* _WRITTEN PROBLEM_: Please identify each line in the listing below that contains the string "blurred" and copy those lines out in full. Case counts when matching.

(Records from a point annotation dataset)
++++++++++

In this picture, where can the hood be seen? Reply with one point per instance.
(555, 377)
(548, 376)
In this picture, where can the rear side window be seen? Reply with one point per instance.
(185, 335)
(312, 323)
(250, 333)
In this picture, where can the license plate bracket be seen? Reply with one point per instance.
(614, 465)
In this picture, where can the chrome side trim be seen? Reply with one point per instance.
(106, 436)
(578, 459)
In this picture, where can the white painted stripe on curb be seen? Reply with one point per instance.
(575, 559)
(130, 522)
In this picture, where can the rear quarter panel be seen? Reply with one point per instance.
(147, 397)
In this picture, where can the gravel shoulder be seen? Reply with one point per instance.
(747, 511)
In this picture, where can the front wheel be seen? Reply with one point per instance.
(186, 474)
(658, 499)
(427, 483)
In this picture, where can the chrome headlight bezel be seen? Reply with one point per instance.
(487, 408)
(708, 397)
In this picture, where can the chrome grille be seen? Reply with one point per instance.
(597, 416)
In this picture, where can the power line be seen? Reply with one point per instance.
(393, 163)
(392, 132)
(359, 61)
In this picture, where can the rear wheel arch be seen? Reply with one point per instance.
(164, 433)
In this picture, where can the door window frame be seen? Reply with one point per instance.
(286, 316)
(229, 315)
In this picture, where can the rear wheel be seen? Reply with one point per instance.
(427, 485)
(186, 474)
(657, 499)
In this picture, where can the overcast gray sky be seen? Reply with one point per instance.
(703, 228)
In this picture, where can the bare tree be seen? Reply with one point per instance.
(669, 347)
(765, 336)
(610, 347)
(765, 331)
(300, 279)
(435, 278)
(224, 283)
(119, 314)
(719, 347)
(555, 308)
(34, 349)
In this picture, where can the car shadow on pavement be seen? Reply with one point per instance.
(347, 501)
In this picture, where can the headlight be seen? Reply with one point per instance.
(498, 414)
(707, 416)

++++++++++

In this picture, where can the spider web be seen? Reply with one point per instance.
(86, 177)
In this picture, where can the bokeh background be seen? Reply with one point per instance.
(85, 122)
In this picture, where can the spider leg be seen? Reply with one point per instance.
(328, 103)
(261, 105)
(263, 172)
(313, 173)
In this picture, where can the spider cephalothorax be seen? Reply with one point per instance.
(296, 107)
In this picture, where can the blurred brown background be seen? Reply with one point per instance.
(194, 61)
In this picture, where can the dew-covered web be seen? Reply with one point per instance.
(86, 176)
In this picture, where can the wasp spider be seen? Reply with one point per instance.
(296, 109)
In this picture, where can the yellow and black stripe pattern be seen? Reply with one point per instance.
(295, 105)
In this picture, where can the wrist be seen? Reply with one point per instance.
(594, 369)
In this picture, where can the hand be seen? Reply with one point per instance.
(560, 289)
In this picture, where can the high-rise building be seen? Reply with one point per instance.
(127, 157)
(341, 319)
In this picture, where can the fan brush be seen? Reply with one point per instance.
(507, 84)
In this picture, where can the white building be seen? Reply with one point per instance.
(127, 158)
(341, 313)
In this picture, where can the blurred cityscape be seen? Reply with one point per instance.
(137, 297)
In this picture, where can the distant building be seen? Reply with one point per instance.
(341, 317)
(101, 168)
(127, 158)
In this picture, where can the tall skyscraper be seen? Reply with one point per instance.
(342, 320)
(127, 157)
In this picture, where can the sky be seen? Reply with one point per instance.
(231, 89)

++++++++++

* _WRITTEN RESPONSE_:
In this picture, where can the blurred brown background be seen? Reply with one point per instance.
In this picture, where can the blurred cityscape be seen? Reply with one point per instance.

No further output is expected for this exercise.